Extract START

Congrats on the new role! Can you share your path to becoming a collection manager?
Thanks! I’ve actually worked in collections since undergrad. I majored in Fisheries and Wildlife Science at Oregon State University, and through an honors research project, I got involved in fish collections early on. I loved it—using specimens to study cryptic speciation and traveling to different museums helped me understand how collections operate.
When I came to U-M for grad school, I was excited to continue that work of research and outreach. I got to know the collection well through both research and teaching. So when this job opened up, it felt like a natural transition—from using the collection for my own work to helping others use it and managing it more broadly.
Are there big goals you're focusing on as you settle in?
One of my long-term goals is growing our Neotropical collection—especially our tissue samples. The area has really expanded under Dr. Hernán López-Fernández, Curator of Fishes, and I’d love to continue to grow it. Our specimens are an essential resource for researchers who might not have access to field sites in South America.
Digitization is a big focus, too. We have all kinds of valuable data—X-rays, field photos, specimen notes—that aren’t easily accessible. I’d love to build out searchable databases so researchers can access this kind of “extended specimen” data more easily.
What's new in the fish collection these days?
So much! We’re finishing up cataloging specimens from a Peru trip and adding samples from a recent Guyana expedition. We’re also working through historical collections that are meaningful because they contain specimens that are extremely rare, with only a handful known worldwide.

Extract END
Provided records START

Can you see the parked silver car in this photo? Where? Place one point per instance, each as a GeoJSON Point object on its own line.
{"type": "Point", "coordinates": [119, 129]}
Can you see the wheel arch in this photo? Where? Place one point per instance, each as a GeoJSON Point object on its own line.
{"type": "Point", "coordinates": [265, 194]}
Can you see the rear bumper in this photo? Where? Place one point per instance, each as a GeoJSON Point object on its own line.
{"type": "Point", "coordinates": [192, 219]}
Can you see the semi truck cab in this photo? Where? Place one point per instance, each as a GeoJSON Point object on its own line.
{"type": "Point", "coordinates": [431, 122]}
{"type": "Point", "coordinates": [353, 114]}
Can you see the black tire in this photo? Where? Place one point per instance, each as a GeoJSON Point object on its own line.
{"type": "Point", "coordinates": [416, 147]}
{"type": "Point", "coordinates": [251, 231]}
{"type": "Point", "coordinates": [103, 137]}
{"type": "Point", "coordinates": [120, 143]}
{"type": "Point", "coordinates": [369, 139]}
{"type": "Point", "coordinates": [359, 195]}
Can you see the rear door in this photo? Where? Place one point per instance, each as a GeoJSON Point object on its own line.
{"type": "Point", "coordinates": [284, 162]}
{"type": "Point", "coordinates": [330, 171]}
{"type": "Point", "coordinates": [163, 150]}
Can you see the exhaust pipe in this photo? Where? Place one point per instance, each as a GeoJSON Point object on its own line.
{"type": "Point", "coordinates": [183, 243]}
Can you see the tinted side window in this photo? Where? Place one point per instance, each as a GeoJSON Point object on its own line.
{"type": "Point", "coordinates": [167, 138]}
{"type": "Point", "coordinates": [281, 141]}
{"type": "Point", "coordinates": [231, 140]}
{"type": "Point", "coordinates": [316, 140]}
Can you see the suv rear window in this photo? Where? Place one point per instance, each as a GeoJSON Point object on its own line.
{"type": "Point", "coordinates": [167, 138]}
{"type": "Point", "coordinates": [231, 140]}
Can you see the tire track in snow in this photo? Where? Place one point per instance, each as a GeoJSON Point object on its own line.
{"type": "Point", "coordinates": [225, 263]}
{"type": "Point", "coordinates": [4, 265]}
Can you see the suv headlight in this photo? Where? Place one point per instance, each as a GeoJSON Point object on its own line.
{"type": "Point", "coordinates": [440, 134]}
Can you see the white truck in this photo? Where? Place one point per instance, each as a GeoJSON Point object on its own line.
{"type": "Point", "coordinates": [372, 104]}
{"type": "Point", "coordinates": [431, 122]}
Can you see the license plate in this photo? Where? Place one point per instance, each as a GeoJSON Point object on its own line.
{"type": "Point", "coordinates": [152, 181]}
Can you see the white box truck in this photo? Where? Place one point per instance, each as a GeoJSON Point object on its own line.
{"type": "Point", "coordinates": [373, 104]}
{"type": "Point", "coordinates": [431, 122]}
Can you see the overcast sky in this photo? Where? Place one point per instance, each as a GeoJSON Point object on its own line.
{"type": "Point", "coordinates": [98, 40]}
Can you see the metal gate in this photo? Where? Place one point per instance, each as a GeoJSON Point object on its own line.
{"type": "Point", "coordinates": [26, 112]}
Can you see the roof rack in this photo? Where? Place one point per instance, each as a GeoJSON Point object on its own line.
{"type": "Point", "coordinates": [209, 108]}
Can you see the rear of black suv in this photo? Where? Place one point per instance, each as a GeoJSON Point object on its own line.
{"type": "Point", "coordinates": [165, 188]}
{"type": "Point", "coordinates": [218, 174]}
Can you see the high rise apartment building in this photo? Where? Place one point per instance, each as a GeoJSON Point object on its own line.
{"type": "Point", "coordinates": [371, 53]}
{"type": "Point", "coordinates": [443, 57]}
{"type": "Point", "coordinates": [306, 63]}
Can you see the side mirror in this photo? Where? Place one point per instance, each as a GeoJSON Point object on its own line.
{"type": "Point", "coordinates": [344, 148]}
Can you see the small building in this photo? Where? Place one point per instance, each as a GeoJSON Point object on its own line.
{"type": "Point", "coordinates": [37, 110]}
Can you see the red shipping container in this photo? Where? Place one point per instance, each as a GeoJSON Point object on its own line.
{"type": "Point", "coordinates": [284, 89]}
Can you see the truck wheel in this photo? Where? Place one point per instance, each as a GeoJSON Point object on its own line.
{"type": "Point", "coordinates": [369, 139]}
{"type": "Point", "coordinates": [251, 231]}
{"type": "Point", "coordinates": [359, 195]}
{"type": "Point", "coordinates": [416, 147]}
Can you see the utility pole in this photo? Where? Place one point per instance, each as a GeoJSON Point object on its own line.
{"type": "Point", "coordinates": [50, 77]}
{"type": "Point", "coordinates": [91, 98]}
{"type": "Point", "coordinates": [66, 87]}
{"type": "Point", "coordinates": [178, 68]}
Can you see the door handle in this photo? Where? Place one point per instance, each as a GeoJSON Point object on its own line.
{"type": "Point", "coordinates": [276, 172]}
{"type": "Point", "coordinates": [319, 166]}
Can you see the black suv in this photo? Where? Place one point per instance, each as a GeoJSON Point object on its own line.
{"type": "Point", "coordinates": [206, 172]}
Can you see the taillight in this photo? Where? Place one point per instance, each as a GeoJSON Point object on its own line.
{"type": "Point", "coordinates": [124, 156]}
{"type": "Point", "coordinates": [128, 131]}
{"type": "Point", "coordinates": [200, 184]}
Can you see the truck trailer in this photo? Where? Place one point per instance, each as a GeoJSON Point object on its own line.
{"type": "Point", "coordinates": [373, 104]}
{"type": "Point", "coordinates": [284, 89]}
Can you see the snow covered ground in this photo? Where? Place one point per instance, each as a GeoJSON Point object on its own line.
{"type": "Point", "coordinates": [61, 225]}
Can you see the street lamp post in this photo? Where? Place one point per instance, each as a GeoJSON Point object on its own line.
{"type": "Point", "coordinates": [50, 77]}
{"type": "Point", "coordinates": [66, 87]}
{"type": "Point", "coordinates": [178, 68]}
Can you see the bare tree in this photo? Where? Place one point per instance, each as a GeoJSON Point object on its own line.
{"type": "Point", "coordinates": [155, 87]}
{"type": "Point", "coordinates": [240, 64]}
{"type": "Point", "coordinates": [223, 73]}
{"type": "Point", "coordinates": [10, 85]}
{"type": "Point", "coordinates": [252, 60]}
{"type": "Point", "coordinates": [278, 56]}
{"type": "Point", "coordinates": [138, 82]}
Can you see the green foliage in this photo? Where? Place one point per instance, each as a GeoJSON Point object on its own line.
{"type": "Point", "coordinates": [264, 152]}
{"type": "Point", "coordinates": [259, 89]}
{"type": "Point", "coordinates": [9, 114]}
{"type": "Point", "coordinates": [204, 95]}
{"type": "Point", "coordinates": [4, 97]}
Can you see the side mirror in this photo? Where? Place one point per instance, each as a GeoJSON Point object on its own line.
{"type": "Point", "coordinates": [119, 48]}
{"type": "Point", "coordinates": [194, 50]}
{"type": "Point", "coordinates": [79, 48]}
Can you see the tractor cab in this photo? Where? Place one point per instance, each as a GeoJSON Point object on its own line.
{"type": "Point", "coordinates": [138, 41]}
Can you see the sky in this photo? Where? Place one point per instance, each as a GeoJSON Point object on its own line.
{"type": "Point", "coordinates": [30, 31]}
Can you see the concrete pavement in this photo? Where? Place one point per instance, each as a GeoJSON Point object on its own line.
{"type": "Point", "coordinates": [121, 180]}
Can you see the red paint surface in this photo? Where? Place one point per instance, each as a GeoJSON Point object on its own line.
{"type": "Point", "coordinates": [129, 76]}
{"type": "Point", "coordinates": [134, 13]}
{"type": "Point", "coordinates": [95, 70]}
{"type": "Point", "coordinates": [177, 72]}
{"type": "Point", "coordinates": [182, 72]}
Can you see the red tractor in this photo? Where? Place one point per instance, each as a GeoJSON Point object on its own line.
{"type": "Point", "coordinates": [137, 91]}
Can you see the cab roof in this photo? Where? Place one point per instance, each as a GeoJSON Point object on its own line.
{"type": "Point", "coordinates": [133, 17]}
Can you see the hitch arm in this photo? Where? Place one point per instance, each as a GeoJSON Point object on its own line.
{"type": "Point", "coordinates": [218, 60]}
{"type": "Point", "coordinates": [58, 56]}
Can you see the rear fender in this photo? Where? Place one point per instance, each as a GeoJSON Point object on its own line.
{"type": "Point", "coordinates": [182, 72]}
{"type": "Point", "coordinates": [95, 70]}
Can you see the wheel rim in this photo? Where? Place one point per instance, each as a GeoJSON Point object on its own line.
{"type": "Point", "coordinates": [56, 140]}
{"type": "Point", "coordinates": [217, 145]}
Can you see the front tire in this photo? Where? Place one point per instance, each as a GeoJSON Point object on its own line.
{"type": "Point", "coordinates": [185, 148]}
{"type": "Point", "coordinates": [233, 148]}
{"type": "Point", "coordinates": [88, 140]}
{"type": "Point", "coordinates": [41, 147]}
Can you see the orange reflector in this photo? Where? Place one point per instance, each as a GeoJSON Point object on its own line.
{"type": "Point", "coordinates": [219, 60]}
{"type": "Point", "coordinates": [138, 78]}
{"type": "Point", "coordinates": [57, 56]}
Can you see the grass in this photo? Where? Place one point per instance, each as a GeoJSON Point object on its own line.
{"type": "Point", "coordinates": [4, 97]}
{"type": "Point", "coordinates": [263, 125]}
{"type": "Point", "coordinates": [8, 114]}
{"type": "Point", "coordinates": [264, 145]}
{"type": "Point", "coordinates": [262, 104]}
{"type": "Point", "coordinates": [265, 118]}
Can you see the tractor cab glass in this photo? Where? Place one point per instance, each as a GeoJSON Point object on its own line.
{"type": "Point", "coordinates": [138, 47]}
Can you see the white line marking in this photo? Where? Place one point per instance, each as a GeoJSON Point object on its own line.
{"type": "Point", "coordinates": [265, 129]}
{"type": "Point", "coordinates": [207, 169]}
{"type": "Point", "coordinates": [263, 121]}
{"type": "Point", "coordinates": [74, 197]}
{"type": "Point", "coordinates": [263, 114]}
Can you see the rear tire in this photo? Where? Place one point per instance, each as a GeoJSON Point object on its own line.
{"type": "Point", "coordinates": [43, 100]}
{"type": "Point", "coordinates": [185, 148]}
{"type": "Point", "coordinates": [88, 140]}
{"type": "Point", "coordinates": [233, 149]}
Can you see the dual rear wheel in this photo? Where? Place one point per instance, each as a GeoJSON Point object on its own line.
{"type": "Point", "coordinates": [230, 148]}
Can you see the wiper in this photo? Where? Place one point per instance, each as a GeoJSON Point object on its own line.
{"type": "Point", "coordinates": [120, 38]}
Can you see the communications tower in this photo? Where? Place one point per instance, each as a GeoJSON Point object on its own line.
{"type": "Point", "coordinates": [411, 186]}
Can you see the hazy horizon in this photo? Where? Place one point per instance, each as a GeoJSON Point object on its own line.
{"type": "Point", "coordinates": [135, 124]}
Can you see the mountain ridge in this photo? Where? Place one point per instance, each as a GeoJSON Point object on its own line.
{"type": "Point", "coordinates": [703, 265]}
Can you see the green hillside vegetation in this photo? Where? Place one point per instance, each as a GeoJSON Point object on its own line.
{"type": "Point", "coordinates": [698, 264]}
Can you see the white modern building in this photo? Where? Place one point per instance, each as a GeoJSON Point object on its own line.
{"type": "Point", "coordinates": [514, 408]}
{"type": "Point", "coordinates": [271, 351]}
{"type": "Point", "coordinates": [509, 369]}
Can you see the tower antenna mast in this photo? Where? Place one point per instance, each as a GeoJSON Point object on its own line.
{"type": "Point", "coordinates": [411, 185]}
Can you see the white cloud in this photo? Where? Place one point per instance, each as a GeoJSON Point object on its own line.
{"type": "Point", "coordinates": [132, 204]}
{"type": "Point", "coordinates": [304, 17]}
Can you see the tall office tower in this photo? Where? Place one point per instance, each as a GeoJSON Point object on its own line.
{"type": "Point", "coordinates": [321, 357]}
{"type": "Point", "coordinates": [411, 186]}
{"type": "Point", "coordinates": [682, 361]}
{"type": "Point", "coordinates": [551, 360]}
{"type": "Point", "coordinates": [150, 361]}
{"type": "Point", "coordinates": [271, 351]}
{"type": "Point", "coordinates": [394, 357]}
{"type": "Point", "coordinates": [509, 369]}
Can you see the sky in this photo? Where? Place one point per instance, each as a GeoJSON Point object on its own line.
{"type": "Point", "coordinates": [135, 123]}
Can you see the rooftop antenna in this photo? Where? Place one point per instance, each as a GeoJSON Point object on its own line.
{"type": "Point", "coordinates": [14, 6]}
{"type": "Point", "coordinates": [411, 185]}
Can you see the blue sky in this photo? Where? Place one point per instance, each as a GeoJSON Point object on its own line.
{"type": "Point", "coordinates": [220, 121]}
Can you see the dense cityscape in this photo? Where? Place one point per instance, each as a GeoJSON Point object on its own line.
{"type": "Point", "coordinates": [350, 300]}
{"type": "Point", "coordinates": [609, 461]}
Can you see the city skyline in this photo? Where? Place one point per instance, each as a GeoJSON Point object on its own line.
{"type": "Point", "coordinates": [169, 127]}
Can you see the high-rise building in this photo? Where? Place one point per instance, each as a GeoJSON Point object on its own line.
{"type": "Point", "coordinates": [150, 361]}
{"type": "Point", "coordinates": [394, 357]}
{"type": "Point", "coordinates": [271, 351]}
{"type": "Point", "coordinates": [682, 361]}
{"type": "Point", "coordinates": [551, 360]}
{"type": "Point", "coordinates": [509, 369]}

Provided records END

What this exercise asks
1. Quote the fish collection interview word for word, starting with "Digitization is a" and going on through "data more easily.".
2. Write what comes next in the interview with the fish collection manager, picking up after its final sentence.
The entries have no role in this work.

Task-by-task results
1.
Digitization is a big focus, too. We have all kinds of valuable data—X-rays, field photos, specimen notes—that aren’t easily accessible. I’d love to build out searchable databases so researchers can access this kind of “extended specimen” data more easily.

2.
What about taxonomy? How do you keep the collection up to date?
It’s tricky. Our collection is massive, so we usually only make large-scale updates when taxonomic changes are well-established. We rely on expert visitors to help so it's a collaborative effort.
Do you have a favorite specimen?
Definitely! We have a two-headed trout that was originally in the teaching collection. We CT- and dice-scanned it. It has two fully formed heads, stomachs, and it was gravid! We also have irreplaceable specimens like extinct Chinese paddlefish and sturgeon from the former USSR. Those are incredible historical records that will never be collected again.
Who or what inspires you in science right now?
I really admire scientists doing field-based natural history—collecting diet data, habitat use, behavioral observations. That work often gets overshadowed by genomics and big-data approaches, but it’s essential. For example, in my own dissertation, I struggled to find diet data for many South American species—even though they’re “well-studied.” That kind of foundational data is still very much needed.